* **Seitenauszug**:
• • • • •

Den "idealen" Teichbaum gibt es also kaum. Bäume haben neben optischen Aspekten vor allem den Vorteil, dass sie den Teich abschatten. Ein Baum an der Nordseite des Teiches bringt also nichts. Wenn man den Teich in die Nähe - aber ausserhalb des Kronenbereiches - eines vorhandenen Baumes baut und sich vergewissert hat, dass es sich nicht um ein Exemplar handelt, dessen Wurzeln die Folie gefährden, kann man beim Graben immer noch auf Wurzeln stossen. Diese gräbt man so weit als möglich auf und schneidet sie ab. Das entstandene Loch füllt man mit Magerzement (1 zu 7) auf. Weiter sollte der Teich schon seine 5 Stunden Sonnenlicht pro Tag bekommen. Eine Stelle, die durch Bäume vollkommen abgeschattet ist, eignet sich deshalb als Standort weniger.

Unter diesen Umständen schlage ich vor, Du gehst zuerst einmal an die Planung und fragst zu gegebener Zeit nach, was die Spezialisten unter uns (dazu gehöre ich nicht) von der einen oder anderen Art halten. Am besten konkret benennen ("was haltet Ihr von einem __ Rhododendron ??") - es gibt einfach zu viele verschiedene Bäume.

Beste Grüsse
Stefan


----------



## Teichforum.info (24. Sep. 2003)

Hallo,

ich muß Stefans Erwartung etwas enttäuschen, denn ich habe mich noch nicht intensiv mit dem Thema auseinander gesetzt. Mit Bäumen am Teich hatte ich bisher fast nur Probleme, und das obwohl unsere Teiche wesentlich größer als durchschnittliche Gartenteiche sind und über eine permanente Wasserzufuhr verfügen. 

Der Kopfteich unserer Anlage hat eine Fläche von ca. 1000 qm. In ihn fliesst Wasser aus einem kleinen Bach und sollte von dort weiter in einen größeren Teich fliessen. Der Vorbesitzer hatte es sich leider in den Kopf gesetzt unbedingt Forellen in diesem Teich zu halten, und daher mußte die Wassertemperatur so tief wie möglich gehalten werden. Aus diesem Grund wurden alle Ufer dicht mit Bäumen bepflanzt und der Teich war extrem schattig. Wir haben den Großteil der Bäume entfernt, aber wir leiden jetzt unter dem Problem, daß die Wurzeln eine Seite des Teichs völlig durchdrungen haben. Die Teichwand ist dort regelrecht perforiert. Trotz ständiger Wasserzufuhr sinkt der Wasserstand so weit ab, dass nichts mehr im großen Teich an kommt. Das Laub im Teich war nie ein Problem, sehr wohl aber die Wurzeln. Sie sind alle eindeutig auf den Teich zu gewachsen, wahrscheinlich vom Wasser angelockt.

• • • • •

* **Datenzeilen**:
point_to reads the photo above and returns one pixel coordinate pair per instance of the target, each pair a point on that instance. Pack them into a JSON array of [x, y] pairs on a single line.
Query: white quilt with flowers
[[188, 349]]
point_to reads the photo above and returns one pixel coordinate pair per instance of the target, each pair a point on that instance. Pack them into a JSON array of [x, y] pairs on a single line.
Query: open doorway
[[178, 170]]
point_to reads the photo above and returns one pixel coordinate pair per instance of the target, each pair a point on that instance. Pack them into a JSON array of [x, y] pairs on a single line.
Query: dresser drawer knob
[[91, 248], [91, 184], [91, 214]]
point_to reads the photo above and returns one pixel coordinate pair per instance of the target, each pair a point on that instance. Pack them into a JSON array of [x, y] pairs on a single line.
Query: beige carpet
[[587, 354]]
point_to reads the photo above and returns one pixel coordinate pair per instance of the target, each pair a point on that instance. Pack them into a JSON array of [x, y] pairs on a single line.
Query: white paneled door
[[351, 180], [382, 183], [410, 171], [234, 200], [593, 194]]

• • • • •

* **Aufgaben und Übungen**:
(1) Schreiben Sie aus dem Seitenauszug die Stelle von "Unter diesen Umständen" bis "viele verschiedene Bäume." wortgetreu ab.
(2) Wie viele Stunden Sonnenlicht pro Tag sollte ein Teich laut dem Seitenauszug bekommen?

* **Lösungen nach Aufgaben**:
(1)
Unter diesen Umständen schlage ich vor, Du gehst zuerst einmal an die Planung und fragst zu gegebener Zeit nach, was die Spezialisten unter uns (dazu gehöre ich nicht) von der einen oder anderen Art halten. Am besten konkret benennen ("was haltet Ihr von einem __ Rhododendron ??") - es gibt einfach zu viele verschiedene Bäume.

(2) 5 Stunden pro Tag.